### Aim of the task
Please put the data lines into a JSON list of strings, one string per line, starting at the first line of the data and ending with the line that contains "[[[244,134],[246,134],[248,133],[248,112],[246,110],[244,111]]]", including that line. Leave out any blank lines.
■ ■ ■ ■
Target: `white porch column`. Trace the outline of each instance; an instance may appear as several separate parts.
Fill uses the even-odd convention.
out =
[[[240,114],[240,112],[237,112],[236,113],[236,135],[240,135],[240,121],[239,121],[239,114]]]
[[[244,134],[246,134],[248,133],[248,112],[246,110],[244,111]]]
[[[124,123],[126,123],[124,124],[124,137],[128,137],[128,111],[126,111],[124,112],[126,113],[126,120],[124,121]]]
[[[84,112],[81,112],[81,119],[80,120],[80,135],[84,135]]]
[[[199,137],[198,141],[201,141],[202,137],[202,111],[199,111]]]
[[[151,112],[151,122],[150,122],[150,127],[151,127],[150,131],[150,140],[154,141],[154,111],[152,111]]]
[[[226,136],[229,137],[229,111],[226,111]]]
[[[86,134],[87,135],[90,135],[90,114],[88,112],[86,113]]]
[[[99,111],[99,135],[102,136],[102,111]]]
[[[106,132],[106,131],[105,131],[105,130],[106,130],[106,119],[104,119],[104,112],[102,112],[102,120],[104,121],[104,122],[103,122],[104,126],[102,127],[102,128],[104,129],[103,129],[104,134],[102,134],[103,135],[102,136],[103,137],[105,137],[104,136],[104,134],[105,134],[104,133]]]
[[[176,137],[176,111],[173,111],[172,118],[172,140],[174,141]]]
■ ■ ■ ■
### Full solution
[
  "Target: `white porch column`. Trace the outline of each instance; an instance may appear as several separate parts.",
  "Fill uses the even-odd convention.",
  "out =",
  "[[[240,114],[240,112],[237,112],[236,113],[236,135],[240,135],[240,121],[239,121],[239,114]]]",
  "[[[244,134],[246,134],[248,133],[248,112],[246,110],[244,111]]]"
]